• Work task: A faithful copy of the entries, without any pictures, is what is needed here.
*** Input for this task Section Begins ***
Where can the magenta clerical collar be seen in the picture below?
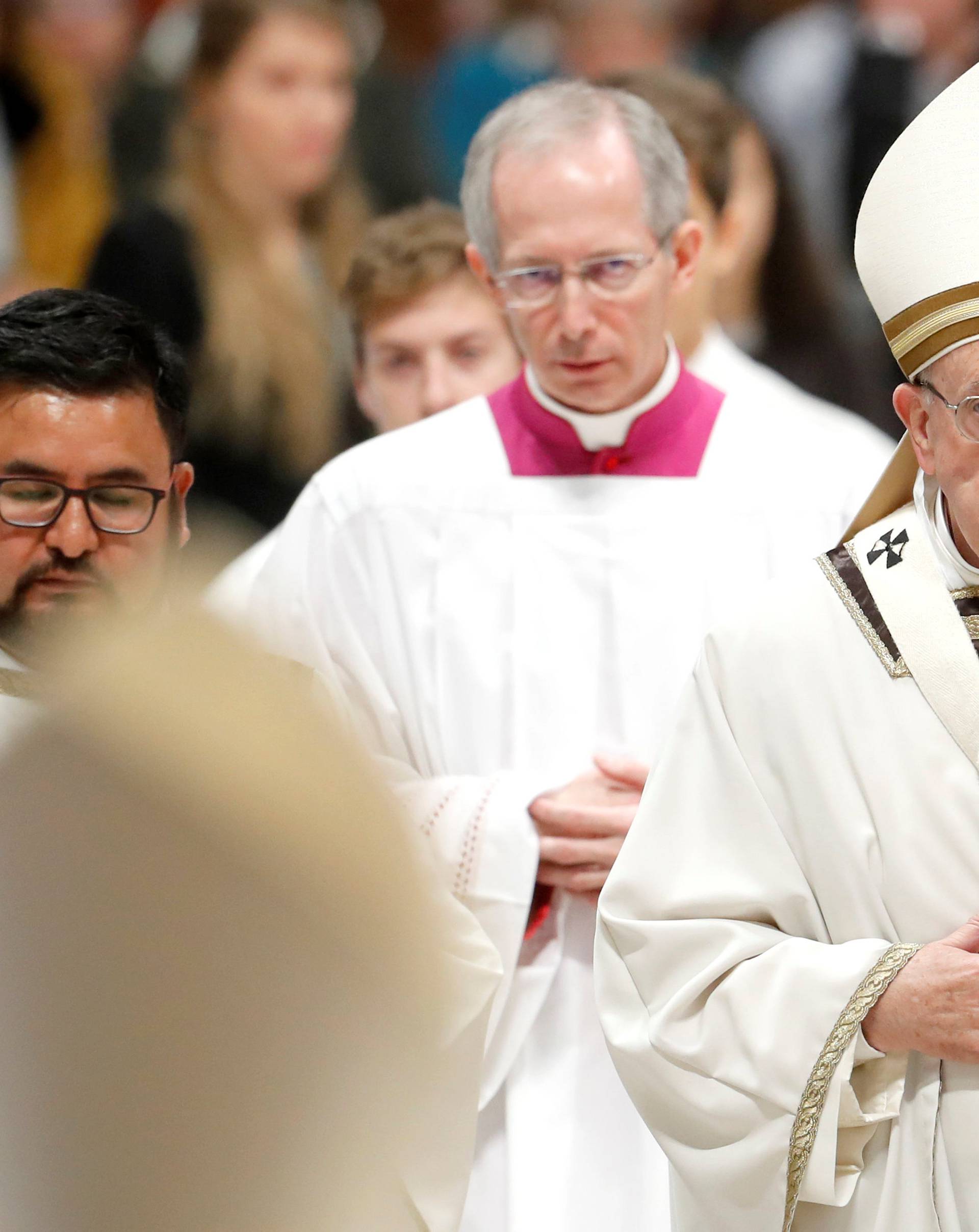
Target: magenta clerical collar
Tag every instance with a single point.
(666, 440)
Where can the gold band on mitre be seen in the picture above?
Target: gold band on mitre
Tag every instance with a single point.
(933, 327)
*** Input for this task Section Ends ***
• Answer to the exercise:
Where can the magenta clerical collar be seen in the picture below?
Target: magenta clerical collar
Tag every instance with a single point.
(666, 440)
Where can the gold band on mitre be seen in the picture above?
Target: gold band on mitre
Tag every instance with a single point.
(933, 327)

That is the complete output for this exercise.